◆ Task ◆
Your output should be the entries below, from the first line up to and including the line with "column 538, row 565", reproduced exactly and with no other lines.

Records excerpted from a collection
********
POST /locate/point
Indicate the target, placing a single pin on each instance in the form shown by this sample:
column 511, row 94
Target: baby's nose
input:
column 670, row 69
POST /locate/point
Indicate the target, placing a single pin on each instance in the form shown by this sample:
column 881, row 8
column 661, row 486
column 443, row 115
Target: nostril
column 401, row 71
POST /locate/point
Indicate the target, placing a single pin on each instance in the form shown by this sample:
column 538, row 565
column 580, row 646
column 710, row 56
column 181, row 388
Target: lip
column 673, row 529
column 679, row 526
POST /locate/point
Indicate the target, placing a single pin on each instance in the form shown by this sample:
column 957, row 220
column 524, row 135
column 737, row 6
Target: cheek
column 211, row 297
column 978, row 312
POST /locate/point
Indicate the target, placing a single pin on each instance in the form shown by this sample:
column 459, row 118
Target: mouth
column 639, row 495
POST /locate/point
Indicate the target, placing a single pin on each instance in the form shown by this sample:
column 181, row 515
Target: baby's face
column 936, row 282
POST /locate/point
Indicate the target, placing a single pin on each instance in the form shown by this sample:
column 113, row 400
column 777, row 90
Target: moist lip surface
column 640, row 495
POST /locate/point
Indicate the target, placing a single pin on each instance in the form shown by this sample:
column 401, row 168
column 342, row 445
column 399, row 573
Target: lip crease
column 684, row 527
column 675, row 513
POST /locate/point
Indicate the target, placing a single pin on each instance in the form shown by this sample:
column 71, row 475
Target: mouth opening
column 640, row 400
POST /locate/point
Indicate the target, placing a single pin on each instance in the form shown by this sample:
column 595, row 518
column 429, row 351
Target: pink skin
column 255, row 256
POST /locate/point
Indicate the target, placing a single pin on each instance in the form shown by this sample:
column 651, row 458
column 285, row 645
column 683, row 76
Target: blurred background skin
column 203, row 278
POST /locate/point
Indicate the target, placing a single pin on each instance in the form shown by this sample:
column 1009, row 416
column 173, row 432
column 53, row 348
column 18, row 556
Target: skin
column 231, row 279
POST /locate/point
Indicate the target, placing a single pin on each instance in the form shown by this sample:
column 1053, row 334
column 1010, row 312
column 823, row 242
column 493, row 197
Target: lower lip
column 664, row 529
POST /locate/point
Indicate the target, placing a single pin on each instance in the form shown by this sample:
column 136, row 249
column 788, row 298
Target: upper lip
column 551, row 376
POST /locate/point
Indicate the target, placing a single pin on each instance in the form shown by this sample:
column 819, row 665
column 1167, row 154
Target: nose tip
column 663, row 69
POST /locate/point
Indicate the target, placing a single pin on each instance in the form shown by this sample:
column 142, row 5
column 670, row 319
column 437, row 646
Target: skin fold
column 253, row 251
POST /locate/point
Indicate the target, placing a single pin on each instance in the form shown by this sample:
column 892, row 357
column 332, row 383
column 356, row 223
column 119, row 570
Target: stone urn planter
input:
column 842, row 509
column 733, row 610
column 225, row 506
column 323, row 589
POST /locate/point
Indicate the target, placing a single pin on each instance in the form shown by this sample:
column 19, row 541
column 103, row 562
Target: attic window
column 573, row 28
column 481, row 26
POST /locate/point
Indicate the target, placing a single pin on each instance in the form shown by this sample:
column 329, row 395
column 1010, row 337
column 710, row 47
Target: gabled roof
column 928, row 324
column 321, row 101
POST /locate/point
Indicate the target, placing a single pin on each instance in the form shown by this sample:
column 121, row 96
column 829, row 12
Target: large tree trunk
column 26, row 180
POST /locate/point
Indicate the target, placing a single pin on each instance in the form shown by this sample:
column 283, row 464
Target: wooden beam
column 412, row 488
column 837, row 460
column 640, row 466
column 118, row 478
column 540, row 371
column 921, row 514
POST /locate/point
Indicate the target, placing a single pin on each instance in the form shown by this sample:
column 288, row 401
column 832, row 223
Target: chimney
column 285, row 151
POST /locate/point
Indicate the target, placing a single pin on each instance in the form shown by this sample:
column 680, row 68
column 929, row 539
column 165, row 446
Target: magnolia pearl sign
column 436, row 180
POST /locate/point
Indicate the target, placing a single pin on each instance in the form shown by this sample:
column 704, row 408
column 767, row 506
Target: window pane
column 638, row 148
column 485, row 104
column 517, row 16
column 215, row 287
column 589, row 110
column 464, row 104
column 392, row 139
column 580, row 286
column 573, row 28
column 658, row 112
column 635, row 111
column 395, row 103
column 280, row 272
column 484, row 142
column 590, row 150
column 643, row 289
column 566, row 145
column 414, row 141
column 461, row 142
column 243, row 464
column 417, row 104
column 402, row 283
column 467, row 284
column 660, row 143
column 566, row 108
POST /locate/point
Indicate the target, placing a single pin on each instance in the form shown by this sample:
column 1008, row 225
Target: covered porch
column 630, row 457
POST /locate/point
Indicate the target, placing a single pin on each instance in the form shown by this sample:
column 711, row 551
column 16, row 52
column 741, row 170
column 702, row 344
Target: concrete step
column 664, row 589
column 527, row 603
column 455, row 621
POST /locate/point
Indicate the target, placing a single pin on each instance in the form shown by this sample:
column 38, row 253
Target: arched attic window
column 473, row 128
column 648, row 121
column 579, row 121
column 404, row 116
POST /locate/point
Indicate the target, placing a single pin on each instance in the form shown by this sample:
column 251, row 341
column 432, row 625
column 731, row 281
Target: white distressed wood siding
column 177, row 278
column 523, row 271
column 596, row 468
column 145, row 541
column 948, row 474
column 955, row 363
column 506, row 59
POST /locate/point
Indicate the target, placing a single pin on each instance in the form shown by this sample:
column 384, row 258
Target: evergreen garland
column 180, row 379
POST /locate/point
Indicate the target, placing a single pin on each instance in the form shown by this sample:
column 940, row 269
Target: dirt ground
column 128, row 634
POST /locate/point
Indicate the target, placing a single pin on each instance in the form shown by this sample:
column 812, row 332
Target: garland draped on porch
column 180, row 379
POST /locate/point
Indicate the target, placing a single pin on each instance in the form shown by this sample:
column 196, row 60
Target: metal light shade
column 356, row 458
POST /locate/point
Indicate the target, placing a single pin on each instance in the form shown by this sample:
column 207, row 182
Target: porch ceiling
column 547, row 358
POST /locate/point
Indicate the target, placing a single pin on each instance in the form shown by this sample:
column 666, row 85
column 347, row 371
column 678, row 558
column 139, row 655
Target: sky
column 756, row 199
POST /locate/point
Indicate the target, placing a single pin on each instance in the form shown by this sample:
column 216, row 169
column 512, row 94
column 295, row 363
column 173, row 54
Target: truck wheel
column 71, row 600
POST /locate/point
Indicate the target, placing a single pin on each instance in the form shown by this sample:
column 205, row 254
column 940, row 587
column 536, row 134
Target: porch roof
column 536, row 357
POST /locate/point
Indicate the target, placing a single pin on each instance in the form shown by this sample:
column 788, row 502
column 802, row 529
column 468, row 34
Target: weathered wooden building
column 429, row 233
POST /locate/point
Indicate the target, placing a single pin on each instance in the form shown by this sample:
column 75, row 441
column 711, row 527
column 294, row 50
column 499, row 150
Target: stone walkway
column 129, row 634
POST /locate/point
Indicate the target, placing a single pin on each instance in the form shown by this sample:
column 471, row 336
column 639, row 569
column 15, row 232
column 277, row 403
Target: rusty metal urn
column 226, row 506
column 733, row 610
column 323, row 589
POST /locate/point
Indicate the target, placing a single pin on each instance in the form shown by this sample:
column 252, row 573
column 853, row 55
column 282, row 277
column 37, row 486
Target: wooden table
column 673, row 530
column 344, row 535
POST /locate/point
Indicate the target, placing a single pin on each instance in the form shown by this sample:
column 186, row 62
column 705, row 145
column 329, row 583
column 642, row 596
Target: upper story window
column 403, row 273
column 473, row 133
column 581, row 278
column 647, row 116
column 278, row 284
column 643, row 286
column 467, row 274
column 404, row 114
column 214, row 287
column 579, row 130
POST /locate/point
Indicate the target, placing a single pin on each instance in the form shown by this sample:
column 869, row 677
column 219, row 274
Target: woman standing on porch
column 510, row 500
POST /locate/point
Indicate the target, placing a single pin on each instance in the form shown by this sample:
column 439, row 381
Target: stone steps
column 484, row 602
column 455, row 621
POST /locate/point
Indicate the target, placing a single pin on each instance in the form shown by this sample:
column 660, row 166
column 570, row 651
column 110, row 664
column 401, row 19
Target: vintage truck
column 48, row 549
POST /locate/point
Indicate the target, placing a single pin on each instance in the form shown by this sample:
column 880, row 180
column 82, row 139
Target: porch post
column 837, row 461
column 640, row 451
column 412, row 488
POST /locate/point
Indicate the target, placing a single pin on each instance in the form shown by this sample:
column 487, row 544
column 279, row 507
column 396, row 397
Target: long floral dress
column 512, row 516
********
◆ Exercise response ◆
POST /locate/point
Indicate the target, placing a single pin on each instance in the form shown by this sample:
column 511, row 94
Target: baby's nose
input:
column 670, row 69
POST /locate/point
Indicate the target, placing a single pin on each instance in the form shown by this sample:
column 881, row 8
column 661, row 486
column 443, row 115
Target: nostril
column 401, row 71
POST /locate/point
Indicate the target, placing a single pin on each instance in the form shown by this sample:
column 538, row 565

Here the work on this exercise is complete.